Work item: The word "rough" appears in some lines of the listing below; report how many such lines there are, and nothing else.

Material provided:
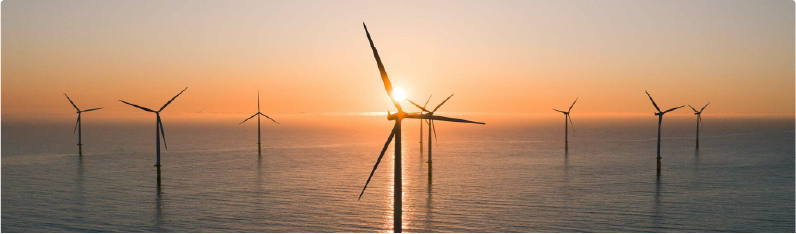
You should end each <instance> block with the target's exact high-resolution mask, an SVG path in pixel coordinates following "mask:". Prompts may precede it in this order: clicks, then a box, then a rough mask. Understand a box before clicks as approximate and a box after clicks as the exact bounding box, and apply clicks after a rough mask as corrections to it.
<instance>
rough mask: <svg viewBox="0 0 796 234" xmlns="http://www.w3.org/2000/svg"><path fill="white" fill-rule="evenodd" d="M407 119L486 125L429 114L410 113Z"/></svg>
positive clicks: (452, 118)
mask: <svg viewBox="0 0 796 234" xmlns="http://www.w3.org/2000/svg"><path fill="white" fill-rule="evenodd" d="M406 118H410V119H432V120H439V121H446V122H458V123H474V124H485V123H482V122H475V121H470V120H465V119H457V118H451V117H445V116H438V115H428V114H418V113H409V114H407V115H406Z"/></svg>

==

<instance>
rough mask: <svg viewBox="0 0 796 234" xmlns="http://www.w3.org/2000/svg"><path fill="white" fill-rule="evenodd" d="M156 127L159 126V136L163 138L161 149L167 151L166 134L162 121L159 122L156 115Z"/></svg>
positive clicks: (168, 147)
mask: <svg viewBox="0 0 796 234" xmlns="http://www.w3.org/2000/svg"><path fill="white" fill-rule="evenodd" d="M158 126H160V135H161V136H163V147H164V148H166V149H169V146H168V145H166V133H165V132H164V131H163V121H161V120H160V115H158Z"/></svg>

Answer below: 3